::: DATA SECTION
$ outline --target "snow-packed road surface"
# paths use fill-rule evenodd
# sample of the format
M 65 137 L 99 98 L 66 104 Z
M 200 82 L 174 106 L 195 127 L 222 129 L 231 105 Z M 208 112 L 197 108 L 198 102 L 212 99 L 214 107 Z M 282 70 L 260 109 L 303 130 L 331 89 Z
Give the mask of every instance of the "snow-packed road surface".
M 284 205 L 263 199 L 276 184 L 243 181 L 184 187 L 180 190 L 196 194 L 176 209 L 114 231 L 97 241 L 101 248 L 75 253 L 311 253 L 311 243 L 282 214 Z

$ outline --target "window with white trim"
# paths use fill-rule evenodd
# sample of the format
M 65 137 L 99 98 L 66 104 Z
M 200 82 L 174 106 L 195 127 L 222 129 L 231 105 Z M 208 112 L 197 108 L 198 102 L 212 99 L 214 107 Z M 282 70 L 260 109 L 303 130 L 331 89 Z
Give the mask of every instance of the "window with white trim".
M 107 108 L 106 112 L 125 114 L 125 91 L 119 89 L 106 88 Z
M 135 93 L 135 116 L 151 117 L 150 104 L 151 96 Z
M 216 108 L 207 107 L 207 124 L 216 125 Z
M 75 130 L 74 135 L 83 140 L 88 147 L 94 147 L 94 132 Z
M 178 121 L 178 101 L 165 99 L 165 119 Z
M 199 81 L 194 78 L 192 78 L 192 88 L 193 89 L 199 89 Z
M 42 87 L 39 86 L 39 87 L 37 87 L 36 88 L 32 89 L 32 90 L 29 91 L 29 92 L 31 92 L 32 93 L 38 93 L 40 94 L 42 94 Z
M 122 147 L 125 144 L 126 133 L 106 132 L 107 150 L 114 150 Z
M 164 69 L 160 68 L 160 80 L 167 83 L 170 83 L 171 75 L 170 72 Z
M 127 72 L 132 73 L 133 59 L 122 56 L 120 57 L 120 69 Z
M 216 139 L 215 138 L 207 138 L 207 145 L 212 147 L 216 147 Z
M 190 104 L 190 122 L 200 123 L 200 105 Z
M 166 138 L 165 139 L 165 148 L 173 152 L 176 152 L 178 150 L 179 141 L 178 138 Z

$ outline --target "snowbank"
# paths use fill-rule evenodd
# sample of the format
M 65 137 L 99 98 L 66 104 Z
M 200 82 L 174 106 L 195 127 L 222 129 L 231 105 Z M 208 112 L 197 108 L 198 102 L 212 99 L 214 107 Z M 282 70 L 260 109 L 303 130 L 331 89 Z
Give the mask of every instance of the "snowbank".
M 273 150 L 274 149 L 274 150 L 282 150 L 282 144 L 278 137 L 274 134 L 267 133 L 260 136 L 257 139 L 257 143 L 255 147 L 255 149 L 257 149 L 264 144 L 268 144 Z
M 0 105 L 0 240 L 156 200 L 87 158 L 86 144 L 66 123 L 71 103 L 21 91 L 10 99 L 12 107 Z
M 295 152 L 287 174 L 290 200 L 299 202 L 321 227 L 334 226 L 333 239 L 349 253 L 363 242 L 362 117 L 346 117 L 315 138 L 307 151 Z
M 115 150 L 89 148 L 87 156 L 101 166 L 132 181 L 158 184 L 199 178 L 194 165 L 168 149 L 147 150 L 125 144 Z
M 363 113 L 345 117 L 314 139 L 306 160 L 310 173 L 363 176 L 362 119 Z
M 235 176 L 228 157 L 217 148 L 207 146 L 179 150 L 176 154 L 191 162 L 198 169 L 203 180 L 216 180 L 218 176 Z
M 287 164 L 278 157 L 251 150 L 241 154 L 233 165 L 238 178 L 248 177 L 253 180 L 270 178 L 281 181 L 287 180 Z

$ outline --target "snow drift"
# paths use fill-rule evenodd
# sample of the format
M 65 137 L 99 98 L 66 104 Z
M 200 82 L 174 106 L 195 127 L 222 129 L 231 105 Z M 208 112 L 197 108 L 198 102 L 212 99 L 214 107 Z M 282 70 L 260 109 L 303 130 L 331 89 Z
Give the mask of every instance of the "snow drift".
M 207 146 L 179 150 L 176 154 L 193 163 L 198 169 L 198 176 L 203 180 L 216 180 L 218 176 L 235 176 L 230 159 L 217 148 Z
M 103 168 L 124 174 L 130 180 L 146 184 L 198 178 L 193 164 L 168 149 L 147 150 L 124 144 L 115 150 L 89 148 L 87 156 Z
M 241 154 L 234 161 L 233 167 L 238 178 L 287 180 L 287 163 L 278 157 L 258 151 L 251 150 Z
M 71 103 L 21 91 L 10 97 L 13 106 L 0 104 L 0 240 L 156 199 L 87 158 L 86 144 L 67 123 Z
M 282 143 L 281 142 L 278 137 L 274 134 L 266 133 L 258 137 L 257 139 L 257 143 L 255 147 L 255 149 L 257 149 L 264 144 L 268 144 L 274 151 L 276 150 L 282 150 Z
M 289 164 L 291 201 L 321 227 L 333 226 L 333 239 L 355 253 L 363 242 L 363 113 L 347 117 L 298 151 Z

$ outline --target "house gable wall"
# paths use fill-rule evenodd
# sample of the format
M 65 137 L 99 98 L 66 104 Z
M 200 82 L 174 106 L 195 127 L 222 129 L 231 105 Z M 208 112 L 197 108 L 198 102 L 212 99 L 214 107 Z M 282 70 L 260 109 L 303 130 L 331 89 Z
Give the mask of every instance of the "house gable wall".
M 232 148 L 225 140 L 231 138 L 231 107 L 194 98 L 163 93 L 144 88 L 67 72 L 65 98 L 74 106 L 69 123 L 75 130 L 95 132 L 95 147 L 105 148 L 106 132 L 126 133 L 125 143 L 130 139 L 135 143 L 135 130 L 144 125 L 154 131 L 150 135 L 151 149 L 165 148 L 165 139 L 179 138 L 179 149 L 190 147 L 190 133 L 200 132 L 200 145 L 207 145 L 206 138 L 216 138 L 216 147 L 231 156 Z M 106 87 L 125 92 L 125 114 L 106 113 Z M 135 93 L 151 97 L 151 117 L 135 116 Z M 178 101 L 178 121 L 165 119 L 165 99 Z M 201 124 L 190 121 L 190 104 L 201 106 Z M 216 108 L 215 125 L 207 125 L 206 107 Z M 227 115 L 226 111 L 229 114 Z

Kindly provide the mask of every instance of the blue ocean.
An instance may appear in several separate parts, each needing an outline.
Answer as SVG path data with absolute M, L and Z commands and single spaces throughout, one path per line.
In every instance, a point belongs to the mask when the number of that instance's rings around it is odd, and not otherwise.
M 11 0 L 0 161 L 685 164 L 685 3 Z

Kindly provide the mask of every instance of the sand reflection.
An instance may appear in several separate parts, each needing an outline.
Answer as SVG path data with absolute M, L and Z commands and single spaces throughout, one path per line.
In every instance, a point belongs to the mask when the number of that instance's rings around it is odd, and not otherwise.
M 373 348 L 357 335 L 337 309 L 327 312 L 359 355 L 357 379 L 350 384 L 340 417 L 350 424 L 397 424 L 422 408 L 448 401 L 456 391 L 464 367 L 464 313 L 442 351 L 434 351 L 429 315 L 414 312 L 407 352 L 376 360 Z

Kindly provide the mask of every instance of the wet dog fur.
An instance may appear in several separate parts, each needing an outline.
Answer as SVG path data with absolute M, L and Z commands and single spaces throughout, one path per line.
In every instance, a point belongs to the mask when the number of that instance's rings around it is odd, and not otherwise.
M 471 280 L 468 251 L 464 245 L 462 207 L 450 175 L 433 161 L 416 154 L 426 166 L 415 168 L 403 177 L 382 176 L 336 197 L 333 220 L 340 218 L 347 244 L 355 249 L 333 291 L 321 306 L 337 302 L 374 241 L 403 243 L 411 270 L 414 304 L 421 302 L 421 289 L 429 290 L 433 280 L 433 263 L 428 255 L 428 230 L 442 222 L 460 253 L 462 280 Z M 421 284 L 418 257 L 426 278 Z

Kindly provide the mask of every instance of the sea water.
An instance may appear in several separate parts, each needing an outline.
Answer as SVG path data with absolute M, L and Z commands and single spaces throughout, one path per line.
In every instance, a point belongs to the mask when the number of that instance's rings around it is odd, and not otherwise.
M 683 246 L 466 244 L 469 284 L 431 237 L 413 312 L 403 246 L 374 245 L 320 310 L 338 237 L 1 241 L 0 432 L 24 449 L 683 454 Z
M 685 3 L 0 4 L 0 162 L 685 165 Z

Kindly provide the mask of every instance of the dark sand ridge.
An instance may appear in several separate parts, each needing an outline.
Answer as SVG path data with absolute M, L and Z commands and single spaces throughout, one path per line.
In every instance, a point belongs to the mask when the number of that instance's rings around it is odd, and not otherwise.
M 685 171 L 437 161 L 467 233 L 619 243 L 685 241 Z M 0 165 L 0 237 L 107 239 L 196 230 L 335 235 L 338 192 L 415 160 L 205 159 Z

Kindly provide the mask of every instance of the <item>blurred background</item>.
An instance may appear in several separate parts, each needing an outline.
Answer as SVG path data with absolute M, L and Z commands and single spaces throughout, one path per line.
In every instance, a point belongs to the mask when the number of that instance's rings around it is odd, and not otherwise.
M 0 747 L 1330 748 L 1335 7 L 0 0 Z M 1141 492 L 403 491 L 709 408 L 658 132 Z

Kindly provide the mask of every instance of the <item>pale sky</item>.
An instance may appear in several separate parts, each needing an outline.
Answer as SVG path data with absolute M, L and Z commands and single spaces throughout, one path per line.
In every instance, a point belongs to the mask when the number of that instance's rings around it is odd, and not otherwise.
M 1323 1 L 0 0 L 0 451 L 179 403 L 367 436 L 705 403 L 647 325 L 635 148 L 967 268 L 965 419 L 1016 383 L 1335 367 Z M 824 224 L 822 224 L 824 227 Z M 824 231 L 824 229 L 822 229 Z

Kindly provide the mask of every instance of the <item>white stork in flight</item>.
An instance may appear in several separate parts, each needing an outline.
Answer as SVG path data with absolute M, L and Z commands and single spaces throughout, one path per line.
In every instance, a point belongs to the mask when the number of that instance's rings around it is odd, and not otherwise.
::::::
Update the listing lines from the one containing "Kindly provide the mask of every instance of the blue" through the one containing "M 373 348 L" by writing them out again with "ocean" replaced by "sea" and all else unchanged.

Kindly provide the mask of every instance of the blue sea.
An instance may appear in several separate parts, each needing an outline.
Answer as SVG path data with absolute M, L and Z commands and single spaces throughout, one path per line.
In every instance, a point belongs to the mask when the number of that instance's rings around it is odd, and not otherwise.
M 11 0 L 0 161 L 685 164 L 685 3 Z

Kindly provide the mask of every instance of the sand reflection.
An instance may appear in several separate parts, each needing an outline.
Answer as SVG path data with absolute M, L and Z commands and single spaces throughout, one path per line.
In every instance, a point belongs to the mask when the number of that instance's rings around it is odd, and not otherwise.
M 373 348 L 357 335 L 337 309 L 327 312 L 359 355 L 357 379 L 350 384 L 340 417 L 350 424 L 397 424 L 422 408 L 448 401 L 456 391 L 464 367 L 464 313 L 442 351 L 434 351 L 429 315 L 414 312 L 407 352 L 376 360 Z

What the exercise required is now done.